Dataset content section start
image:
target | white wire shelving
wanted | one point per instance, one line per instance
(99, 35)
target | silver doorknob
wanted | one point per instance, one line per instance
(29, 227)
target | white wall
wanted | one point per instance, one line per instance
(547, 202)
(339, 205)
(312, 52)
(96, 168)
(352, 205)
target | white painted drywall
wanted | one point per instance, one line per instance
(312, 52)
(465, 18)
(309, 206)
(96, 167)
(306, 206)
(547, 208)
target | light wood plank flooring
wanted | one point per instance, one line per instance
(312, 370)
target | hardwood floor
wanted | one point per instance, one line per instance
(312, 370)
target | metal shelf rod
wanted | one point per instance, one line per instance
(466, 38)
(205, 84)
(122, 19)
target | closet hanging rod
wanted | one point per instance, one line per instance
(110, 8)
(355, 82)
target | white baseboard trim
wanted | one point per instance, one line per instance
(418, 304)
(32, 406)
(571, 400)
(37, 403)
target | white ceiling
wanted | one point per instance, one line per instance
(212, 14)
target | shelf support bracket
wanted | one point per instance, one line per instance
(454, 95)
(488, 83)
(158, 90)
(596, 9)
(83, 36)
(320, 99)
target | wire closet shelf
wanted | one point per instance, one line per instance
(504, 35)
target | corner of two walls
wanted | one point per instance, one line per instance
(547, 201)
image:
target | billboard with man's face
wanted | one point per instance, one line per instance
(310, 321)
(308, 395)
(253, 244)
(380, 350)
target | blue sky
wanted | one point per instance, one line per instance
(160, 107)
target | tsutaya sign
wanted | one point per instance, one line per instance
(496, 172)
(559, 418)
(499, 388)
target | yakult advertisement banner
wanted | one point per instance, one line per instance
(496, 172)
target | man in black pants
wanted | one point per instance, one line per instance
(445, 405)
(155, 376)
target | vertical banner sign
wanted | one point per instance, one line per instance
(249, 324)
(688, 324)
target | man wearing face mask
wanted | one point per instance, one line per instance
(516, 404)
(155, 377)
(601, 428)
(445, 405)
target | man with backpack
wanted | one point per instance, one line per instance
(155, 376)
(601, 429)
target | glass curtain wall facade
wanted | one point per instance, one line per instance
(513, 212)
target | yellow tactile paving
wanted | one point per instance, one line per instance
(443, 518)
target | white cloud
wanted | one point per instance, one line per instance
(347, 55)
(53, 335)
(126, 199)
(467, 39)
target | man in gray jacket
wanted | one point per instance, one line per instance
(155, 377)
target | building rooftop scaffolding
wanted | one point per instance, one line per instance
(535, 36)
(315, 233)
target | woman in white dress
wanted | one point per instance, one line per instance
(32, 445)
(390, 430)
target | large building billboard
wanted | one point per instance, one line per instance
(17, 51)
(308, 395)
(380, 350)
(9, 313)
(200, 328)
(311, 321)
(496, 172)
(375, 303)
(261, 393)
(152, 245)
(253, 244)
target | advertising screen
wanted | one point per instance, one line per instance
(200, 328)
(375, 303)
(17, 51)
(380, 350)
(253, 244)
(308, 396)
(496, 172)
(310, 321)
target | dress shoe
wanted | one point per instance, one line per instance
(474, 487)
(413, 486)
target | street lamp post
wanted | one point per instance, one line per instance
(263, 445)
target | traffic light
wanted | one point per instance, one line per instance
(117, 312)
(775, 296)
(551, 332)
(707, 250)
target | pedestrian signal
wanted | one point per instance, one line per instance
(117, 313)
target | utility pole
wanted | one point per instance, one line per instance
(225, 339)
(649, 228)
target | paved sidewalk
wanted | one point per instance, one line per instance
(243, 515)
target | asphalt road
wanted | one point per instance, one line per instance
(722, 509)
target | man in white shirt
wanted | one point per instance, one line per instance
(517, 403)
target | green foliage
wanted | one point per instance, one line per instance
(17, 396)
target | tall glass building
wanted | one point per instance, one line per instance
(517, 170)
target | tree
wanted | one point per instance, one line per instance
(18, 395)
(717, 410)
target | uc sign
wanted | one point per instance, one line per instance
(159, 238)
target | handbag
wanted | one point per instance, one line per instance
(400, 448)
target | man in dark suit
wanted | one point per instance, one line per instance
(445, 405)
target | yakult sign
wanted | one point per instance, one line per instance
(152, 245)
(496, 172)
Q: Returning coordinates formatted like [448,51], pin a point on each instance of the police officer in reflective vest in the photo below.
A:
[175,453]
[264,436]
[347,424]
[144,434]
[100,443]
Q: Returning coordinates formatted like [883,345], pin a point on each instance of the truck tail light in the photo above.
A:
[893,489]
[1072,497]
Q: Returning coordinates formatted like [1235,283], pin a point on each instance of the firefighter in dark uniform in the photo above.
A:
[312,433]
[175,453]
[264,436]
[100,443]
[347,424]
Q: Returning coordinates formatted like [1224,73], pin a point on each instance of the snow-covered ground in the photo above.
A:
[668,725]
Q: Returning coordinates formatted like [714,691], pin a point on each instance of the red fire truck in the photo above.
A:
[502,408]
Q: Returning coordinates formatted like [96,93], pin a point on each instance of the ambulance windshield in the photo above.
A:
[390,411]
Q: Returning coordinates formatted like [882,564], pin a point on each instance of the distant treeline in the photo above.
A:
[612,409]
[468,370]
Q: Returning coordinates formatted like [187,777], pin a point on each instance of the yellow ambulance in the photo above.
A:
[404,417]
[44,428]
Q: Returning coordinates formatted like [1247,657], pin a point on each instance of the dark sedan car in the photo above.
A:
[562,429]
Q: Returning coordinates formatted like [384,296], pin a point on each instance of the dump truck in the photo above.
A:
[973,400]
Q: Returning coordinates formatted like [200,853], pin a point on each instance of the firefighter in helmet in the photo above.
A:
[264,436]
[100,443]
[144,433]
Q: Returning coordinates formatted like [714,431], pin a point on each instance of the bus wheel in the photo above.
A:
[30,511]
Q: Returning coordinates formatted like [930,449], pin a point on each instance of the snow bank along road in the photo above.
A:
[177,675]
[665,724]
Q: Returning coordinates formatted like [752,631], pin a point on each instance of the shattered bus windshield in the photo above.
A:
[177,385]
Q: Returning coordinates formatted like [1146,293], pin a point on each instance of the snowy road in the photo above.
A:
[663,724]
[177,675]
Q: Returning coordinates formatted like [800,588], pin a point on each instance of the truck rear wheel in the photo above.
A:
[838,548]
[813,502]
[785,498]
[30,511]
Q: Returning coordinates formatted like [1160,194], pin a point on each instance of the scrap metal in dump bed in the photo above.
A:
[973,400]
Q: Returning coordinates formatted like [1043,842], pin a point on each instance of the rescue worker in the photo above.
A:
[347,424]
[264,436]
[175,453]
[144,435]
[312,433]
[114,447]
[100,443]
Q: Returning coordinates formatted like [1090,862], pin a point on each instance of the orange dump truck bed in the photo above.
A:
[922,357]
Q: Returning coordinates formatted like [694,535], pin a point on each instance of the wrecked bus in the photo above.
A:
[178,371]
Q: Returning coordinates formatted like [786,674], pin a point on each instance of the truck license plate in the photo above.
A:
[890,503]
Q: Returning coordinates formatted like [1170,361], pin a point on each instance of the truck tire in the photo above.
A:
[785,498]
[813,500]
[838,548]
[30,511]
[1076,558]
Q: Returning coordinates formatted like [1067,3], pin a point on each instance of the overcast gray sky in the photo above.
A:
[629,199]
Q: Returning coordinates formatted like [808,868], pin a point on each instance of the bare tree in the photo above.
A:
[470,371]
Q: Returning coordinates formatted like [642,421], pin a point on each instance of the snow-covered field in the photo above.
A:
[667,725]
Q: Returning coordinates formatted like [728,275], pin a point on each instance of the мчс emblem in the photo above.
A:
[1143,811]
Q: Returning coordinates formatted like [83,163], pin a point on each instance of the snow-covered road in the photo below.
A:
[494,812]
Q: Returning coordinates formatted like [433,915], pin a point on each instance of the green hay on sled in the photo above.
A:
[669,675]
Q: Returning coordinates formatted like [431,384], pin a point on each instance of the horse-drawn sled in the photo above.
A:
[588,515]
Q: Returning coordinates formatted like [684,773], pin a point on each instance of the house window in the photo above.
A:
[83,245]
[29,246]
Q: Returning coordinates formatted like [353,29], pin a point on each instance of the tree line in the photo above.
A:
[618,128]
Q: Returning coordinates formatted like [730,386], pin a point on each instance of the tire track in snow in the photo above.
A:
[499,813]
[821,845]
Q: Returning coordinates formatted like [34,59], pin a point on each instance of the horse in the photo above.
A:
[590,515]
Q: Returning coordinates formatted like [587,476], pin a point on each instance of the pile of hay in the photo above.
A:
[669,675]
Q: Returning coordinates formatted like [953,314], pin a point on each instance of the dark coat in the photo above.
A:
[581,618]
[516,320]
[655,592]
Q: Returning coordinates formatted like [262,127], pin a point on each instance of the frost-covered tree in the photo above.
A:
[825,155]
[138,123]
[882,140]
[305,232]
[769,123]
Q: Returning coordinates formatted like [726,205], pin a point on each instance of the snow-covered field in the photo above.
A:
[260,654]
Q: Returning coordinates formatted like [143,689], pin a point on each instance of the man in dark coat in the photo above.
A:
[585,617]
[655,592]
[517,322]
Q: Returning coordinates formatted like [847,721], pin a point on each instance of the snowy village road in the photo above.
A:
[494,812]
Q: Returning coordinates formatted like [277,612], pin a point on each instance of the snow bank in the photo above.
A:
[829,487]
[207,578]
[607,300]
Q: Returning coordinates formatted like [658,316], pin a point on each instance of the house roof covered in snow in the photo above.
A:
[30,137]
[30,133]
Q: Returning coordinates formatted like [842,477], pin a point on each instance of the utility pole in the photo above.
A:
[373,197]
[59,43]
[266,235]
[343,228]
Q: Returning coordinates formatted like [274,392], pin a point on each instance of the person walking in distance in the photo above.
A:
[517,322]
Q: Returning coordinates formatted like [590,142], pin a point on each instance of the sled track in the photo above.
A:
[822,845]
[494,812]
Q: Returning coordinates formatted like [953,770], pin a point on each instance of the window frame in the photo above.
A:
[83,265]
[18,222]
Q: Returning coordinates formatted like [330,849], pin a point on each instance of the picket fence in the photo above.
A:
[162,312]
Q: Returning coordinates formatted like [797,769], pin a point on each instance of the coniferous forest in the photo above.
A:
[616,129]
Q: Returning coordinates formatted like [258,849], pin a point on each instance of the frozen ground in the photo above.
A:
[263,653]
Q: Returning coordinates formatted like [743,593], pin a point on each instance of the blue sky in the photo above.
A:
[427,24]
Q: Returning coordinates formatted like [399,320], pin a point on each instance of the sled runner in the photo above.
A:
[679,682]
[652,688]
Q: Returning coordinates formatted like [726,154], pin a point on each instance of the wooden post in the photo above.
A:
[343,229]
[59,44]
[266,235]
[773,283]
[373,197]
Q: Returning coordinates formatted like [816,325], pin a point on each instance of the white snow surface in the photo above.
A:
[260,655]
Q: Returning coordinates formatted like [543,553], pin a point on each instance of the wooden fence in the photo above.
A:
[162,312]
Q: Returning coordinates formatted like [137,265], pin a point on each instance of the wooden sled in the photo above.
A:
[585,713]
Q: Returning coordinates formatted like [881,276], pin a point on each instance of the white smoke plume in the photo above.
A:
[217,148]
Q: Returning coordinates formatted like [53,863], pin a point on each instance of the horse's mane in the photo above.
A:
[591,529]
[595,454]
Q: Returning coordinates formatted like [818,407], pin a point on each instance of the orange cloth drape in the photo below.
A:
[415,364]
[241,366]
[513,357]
Dataset content section end
### Task to complete
Among the records above, find the lines that contain "house" and copy every one.

### Written response
Q: Returning coordinates formatted like [684,773], pin a point on each instance of the house window in the photo above.
Q: Returning coordinates formatted like [658,316], pin a point on each instance of the house roof covered in snow in the photo above.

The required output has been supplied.